Your instructions: Repeat each record exactly as written, and drop any images.

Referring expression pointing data
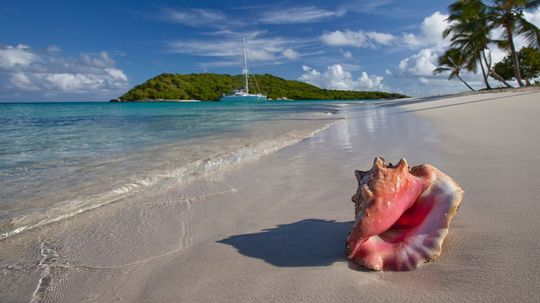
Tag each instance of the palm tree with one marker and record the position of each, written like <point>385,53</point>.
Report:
<point>453,61</point>
<point>469,33</point>
<point>508,14</point>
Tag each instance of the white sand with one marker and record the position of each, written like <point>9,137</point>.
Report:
<point>274,230</point>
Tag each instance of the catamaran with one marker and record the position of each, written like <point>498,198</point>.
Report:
<point>243,95</point>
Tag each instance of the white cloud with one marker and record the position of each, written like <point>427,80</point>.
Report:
<point>16,56</point>
<point>193,17</point>
<point>359,38</point>
<point>430,35</point>
<point>346,54</point>
<point>25,70</point>
<point>421,64</point>
<point>291,54</point>
<point>335,77</point>
<point>296,15</point>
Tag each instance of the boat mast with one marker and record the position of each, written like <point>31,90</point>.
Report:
<point>245,65</point>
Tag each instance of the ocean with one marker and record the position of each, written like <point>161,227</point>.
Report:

Reply to the exercise:
Tag each instance of the palm tree with one marker and record the position of each, written like <point>385,53</point>.
Report:
<point>453,61</point>
<point>469,33</point>
<point>508,14</point>
Tag each instance of the white sand with one marker and record the position of each, written like <point>9,137</point>.
Report:
<point>274,230</point>
Tag each instance of the catamaran with one marker and record the position of each, written like <point>498,198</point>.
Report:
<point>243,95</point>
Tag each instance of the white cloud with one marker and record the position of each, written like <point>427,80</point>.
Report:
<point>16,56</point>
<point>193,17</point>
<point>359,38</point>
<point>430,35</point>
<point>346,54</point>
<point>25,70</point>
<point>421,64</point>
<point>291,54</point>
<point>335,77</point>
<point>296,15</point>
Tag each instance of the boat mast with one marker and record the position of each, written like <point>31,90</point>.
Report:
<point>245,65</point>
Tag each instance of the ocean with one marker and record the position of each, written like <point>161,227</point>.
Report:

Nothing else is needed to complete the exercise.